• **Exercise directions**: Render every line of the listing below as a JSON list of strings, one string per line, with blank lines omitted. Leave the pictures out of the list.

• **Record set**:
▼▼▼
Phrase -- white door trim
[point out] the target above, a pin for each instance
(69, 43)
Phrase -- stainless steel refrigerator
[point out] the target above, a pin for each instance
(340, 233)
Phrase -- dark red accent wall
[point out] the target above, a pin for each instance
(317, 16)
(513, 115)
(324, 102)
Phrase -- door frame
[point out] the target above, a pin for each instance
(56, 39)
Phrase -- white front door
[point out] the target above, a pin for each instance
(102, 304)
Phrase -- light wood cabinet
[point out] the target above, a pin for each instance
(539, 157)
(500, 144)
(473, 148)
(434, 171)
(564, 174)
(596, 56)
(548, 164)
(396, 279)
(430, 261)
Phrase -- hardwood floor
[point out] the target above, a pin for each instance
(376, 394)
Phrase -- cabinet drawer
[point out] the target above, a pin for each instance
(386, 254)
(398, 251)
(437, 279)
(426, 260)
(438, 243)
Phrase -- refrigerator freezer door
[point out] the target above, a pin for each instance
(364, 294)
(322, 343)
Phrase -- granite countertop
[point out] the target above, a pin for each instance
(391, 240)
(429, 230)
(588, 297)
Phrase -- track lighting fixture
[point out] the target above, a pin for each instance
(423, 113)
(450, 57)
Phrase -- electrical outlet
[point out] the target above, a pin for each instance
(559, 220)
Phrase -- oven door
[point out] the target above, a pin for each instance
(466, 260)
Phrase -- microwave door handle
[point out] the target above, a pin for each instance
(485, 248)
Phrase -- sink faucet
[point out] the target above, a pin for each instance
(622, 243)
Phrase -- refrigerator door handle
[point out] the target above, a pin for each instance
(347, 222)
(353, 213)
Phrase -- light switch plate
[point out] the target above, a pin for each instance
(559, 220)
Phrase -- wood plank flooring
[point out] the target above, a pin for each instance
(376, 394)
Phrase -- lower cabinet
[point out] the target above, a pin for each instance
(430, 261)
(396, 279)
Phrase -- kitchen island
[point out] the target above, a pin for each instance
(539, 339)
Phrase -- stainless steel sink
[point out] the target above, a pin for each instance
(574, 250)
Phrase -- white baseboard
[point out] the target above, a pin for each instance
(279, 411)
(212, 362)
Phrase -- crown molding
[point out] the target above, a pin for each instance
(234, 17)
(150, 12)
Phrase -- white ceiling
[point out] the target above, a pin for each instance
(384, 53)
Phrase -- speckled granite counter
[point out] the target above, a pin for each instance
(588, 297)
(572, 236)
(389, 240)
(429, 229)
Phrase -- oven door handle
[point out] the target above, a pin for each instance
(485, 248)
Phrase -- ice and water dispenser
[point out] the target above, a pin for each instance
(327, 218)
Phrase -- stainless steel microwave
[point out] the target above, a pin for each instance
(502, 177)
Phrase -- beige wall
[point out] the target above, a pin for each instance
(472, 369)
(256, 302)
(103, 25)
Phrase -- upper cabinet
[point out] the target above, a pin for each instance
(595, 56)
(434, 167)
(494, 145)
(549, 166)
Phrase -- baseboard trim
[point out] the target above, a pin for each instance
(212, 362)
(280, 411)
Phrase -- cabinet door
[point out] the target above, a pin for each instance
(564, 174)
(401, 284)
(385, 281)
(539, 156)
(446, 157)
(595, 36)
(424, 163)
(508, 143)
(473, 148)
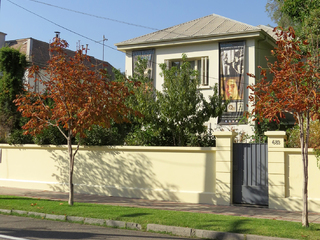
▲▲▲
• **Solution to this exercise**:
[
  "Phrase -- white door trim",
  "[point out] the target above, a pin for each instance",
  "(69, 43)",
  "Phrase -- stainless steel refrigerator",
  "[point out] the target above, a pin for each instance",
  "(340, 233)",
  "Phrase -- dark red accent wall",
  "[point out] the target above, a pin for each instance",
  "(317, 16)",
  "(513, 115)",
  "(324, 102)",
  "Phrase -- door frame",
  "[point out] the target above, a pin for each instance",
  "(56, 39)",
  "Phrase -- white front door",
  "[point out] the target above, a pin for each instance",
  "(102, 304)",
  "Phrase -- light wood cabinet",
  "[point out] the target above, a pin for each instance",
  "(539, 157)",
  "(500, 144)",
  "(473, 148)",
  "(434, 171)",
  "(564, 174)",
  "(596, 56)",
  "(548, 164)",
  "(396, 279)",
  "(430, 261)",
  "Phrase -- hardwood floor",
  "[point out] the target above, a pin for each instance",
  "(376, 394)",
  "Phrase -- cabinet drawer",
  "[point out] the target above, a pin for each instance",
  "(386, 254)",
  "(398, 251)",
  "(437, 279)",
  "(426, 260)",
  "(438, 243)",
  "Phrase -- refrigerator freezer door",
  "[point out] the target above, a pin for each instance",
  "(364, 294)",
  "(322, 343)",
  "Phrase -- granite countertop",
  "[point out] the target above, a pin for each instance",
  "(391, 240)",
  "(429, 230)",
  "(588, 297)",
  "Phrase -- track lighting fixture",
  "[point out] the target above, a pin for each instance",
  "(423, 113)",
  "(450, 57)",
  "Phrase -- electrical outlet",
  "[point out] the target above, a pin for each instance",
  "(559, 220)",
  "Phrase -- oven door",
  "[point out] the target above, a pin for each instance",
  "(466, 260)",
  "Phrase -- microwave door handle",
  "[point out] the target above, a pin for each instance",
  "(485, 248)",
  "Phrase -- sink faucet",
  "[point out] the target above, a pin for each instance",
  "(622, 243)",
  "Phrase -- refrigerator door handle",
  "[point out] the target above, a pin for each instance",
  "(347, 222)",
  "(353, 213)",
  "Phrase -- light switch plate",
  "[point out] the target above, a pin for each instance",
  "(559, 220)",
  "Phrase -- wood plank flooring",
  "[point out] the target above, a pin for each instance",
  "(376, 394)",
  "Phrase -- lower cabinet",
  "[point out] the target above, a pin for each instance",
  "(430, 261)",
  "(396, 279)",
  "Phrase -- kitchen island",
  "[point out] the target above, a pin for each instance",
  "(539, 339)",
  "Phrase -- stainless steel sink",
  "[point out] the target above, a pin for each instance",
  "(574, 250)",
  "Phrase -- white baseboard",
  "[point out] the target above, a pin for each instance",
  "(279, 411)",
  "(212, 362)",
  "Phrase -- crown molding",
  "[point out] the target above, a pin for each instance",
  "(234, 17)",
  "(150, 12)",
  "Phrase -- white ceiling",
  "[point out] the target above, a pin for each instance",
  "(384, 53)",
  "Phrase -- speckled granite counter",
  "[point out] the target above, a pin for each instance",
  "(588, 297)",
  "(572, 236)",
  "(389, 240)",
  "(429, 229)",
  "Phrase -- oven door handle",
  "[point out] the target above, a pin for each instance",
  "(485, 248)",
  "Phrase -- ice and water dispenser",
  "[point out] the target above, a pin for each instance",
  "(327, 218)",
  "Phrase -- stainless steel microwave",
  "[point out] the target above, a pin for each instance",
  "(502, 177)",
  "Phrase -- beige wall",
  "[point out] the target above, a pin for each instance",
  "(472, 369)",
  "(256, 302)",
  "(103, 25)",
  "Phrase -- upper cabinet",
  "[point out] the target above, a pin for each instance",
  "(595, 56)",
  "(434, 167)",
  "(494, 145)",
  "(549, 166)",
  "Phrase -- baseboard trim",
  "[point out] the target above, a pin for each instance",
  "(212, 362)",
  "(280, 411)",
  "Phrase -- cabinet door",
  "[point out] the target above, a pin for each instance",
  "(564, 174)",
  "(401, 284)",
  "(385, 281)",
  "(539, 156)",
  "(446, 157)",
  "(595, 36)",
  "(424, 163)",
  "(508, 143)",
  "(473, 148)"
]